(Beginning of Extracted text)
Prisoners are already facilitating drug use within the prison system. The reality is access to drugs and access to needles.

With respect, it’s not like a regulated NSP will provide anything in terms of “facilitating drug use” that they don’t already have … except sterility, safer injecting, access to medical professionals, & referral to drug and alcohol programs.

It pays to remember that evaluations of current regulated NSPs around the world shows no increase in drug use, no increase in injecting, no safety incidents for staff, just reductions in health problems, better relationships with prison staff, increased referral to drug and alcohol programs.

chewy14 11:45 am 12 Jan 17

The problem with this is that whilst drugs are illegal, we shouldn’t be facilitating their use within the prison system.

The solution isn’t a room for illegal drug injection inside prison, it’s the legalisation of drug use and then its management as a health issue both within and without prison.

James_Ryan 11:22 am 12 Jan 17

Calet, as you know enough to put together that considered response you are probably well aware that important elements of your argument are not correct. Providing specifics here will identify their source, but you and I both know that you’ve said things that are aspirational or policy commitments but are not matched by reality.

The AMC is a hot mess in lots of ways, so there’s little to be gained by assuming that current policy settings will somehow come good and correct the harms and risks. As previously acknowledged, if prison staff can’t get their internal relationships right then what chance is there that detainees will flourish and heal?

This from Winnunga Nimmityjah, by way of just one example, goes to the “real concern for the welfare of prisoners” aspiration that you have cited.

For those who thought following the damning indictment of ACT Corrective Services in the Moss Report into the care (in reality the lack of care) of Steven Freeman in the AMC that things couldn’t get worse, then the recent revelations of widespread and systemic bullying in ACT Corrective Services will come as a shock.

The Canberra Times reported on 23 December that at a meeting of management and staff of ACT Corrections in late November 2016 that allegations were made by staff of ‘a toxic workplace run by fear and high levels of absenteeism, workers compensation claims, staff turnover and unbearable workloads’.

The Canberra Times reported that staff of ACT Corrective Services ‘have told of the risk of suicide and self- harm’ as a result of ‘systemic and widespread workplace bullying’. The allegations are being investigated (internally) by the Professional Standards Unit in the Chief Ministers Directorate.
(End of Extracted text)
(Beginning of Given entries)
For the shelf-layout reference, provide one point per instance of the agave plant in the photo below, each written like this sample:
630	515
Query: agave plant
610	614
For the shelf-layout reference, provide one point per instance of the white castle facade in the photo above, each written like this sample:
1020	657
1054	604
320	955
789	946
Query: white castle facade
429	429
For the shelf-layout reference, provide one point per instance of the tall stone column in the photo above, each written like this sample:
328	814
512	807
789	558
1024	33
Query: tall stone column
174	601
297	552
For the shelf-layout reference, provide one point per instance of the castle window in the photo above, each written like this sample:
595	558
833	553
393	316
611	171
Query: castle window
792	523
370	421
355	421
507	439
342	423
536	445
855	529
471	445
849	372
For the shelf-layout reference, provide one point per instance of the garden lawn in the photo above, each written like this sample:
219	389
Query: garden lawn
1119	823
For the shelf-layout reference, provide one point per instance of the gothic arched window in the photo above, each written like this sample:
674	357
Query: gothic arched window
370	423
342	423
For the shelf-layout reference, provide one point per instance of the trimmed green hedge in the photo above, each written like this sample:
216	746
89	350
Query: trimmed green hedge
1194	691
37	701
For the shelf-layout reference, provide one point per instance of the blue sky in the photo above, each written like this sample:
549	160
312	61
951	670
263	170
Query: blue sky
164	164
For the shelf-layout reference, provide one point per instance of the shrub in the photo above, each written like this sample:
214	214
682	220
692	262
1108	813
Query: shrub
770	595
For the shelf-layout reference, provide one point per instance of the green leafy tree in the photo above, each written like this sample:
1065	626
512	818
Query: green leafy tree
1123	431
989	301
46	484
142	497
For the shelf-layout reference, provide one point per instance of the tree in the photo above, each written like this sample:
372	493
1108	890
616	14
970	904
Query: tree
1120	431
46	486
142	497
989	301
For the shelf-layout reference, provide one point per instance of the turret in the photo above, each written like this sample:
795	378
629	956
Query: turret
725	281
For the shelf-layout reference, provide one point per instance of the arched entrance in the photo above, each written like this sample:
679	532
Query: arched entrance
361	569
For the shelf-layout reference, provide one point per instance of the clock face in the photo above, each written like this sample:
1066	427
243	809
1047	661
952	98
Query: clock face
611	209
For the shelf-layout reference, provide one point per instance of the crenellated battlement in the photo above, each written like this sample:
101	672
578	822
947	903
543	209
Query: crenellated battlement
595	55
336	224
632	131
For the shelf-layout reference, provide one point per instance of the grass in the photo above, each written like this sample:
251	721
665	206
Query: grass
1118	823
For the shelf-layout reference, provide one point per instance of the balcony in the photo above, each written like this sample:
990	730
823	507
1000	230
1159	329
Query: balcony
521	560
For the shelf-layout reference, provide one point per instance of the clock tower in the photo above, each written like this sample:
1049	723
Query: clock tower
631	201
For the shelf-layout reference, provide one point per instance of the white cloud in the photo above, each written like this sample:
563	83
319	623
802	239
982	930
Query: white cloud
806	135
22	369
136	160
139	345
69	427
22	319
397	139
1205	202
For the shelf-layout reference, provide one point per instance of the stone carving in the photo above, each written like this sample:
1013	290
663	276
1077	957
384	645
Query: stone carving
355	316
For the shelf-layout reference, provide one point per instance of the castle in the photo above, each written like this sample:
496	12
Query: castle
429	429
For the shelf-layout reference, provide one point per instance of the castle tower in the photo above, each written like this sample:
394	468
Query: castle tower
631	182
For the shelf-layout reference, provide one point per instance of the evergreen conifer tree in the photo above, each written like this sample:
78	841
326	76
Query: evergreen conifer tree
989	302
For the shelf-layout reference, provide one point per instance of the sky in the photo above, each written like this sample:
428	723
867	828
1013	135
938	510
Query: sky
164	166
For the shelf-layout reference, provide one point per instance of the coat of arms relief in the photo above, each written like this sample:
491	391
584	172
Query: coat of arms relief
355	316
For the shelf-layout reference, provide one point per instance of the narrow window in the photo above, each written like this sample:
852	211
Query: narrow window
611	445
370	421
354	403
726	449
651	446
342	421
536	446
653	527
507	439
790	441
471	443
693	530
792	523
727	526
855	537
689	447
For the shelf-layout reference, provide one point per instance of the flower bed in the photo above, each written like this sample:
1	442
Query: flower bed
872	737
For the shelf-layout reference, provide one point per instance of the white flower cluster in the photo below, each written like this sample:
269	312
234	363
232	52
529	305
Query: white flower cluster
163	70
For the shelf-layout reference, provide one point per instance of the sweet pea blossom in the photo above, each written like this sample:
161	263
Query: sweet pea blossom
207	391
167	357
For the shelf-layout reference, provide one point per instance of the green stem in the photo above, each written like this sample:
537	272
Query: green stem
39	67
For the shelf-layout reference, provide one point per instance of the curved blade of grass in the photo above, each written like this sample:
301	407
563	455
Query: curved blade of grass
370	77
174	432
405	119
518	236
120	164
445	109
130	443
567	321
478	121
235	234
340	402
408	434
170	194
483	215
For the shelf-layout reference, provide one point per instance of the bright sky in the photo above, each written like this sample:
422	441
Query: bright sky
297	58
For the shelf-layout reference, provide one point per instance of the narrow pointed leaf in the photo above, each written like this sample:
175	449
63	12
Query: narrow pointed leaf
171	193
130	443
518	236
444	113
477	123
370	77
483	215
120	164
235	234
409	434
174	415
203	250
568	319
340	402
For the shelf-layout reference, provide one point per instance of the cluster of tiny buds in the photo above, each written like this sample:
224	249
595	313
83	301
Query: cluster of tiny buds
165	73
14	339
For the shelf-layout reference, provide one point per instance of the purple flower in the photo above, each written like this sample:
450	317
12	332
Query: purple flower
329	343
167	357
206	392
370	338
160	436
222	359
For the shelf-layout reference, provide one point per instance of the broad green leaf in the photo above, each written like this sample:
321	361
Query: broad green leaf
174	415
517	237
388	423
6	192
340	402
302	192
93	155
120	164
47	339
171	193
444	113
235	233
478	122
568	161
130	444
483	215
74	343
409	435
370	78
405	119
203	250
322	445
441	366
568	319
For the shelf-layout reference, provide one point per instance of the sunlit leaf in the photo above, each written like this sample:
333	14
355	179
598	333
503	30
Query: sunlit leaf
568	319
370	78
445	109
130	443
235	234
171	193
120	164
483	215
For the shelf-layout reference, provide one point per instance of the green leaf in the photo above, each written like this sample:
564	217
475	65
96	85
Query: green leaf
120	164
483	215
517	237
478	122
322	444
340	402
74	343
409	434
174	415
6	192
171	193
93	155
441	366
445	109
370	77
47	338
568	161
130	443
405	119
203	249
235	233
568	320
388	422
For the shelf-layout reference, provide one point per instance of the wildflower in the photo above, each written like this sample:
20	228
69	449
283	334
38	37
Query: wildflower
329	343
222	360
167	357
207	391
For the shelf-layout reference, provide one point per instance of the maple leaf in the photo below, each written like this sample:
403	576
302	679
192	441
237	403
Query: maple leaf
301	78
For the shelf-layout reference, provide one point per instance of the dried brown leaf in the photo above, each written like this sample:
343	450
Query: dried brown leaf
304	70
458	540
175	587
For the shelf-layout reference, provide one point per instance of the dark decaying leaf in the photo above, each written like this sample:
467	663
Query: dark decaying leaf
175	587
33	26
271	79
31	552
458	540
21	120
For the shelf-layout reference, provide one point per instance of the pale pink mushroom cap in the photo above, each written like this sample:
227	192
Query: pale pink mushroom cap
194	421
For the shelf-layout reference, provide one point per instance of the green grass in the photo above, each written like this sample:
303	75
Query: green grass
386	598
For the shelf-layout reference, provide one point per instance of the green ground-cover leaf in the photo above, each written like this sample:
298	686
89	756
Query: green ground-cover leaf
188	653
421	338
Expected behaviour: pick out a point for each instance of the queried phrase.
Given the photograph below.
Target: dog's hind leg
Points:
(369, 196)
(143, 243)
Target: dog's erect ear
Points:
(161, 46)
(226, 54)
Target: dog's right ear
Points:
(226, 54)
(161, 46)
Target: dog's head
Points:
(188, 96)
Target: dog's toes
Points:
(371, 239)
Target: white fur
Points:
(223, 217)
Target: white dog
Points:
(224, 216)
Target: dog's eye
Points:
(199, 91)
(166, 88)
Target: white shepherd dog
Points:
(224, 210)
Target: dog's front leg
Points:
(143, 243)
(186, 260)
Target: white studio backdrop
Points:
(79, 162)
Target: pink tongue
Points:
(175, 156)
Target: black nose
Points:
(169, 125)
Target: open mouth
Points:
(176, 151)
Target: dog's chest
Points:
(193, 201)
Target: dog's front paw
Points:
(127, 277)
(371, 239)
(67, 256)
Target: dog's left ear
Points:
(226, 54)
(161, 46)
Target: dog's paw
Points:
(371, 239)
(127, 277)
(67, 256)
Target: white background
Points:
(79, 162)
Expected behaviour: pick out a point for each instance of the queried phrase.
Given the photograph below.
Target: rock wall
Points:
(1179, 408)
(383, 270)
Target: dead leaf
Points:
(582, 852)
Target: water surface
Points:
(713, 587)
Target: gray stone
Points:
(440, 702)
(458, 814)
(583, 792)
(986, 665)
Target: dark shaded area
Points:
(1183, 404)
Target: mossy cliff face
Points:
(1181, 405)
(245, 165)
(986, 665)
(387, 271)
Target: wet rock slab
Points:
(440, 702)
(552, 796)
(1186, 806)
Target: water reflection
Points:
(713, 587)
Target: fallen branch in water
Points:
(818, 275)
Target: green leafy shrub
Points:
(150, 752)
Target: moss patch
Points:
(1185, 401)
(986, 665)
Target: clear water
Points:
(End of Given entries)
Requirement A: Summarize the discussion of needle programs in prison in two sentences.
Requirement B: Continue the discussion of needle programs in prison, beginning after its final sentence.

Written answer A: One commenter argues that a regulated needle and syringe program would add only sterility, safer injecting, medical access and referral to drug and alcohol programs, citing evaluations that show no increase in drug use and fewer health problems. chewy14 replies that prisons shouldn't facilitate illegal drug use and that legalization is the solution, while James_Ryan tells Calet that key claims aren't matched by reality at the AMC, citing Canberra Times reports of systemic bullying in ACT Corrective Services.

Written answer B:
If, heaven forbid, the allegations are in fact correct and this is how staff in ACT Corrective Services do treat each other, then one’s heart not only goes out to the staff being bullied in this way but also to detainees and people subject to corrections orders and how they may also have been treated.

These allegations coming as they do on top of the damning Moss Report, the recent very critical reports of the Auditor-General and the Standing Committee on Justice and Community Safety suggest that it is past time for action…

… Winnunga AHS believes that the Government should implement as a matter of urgency all the recommendations of the Moss review and consider the need for further and broader reform.

John Hargreaves 11:16 am 12 Jan 17

Sorry Calet, but you either misrepresent the facts or misunderstand the nature of the NSP proposal. Have another look at James Ryan’s posts. the NSP does not “hand out needles”, it is a safe injecting facility where old needles are received and disposed of and clean needles used and returned to the nurse for destruction. Net result, one less dirty needle.

Further, I just can’t belie4ve that the officers would reject a proposal which has been proved to safeguard their fellow officers interstate and overseas. This is madness.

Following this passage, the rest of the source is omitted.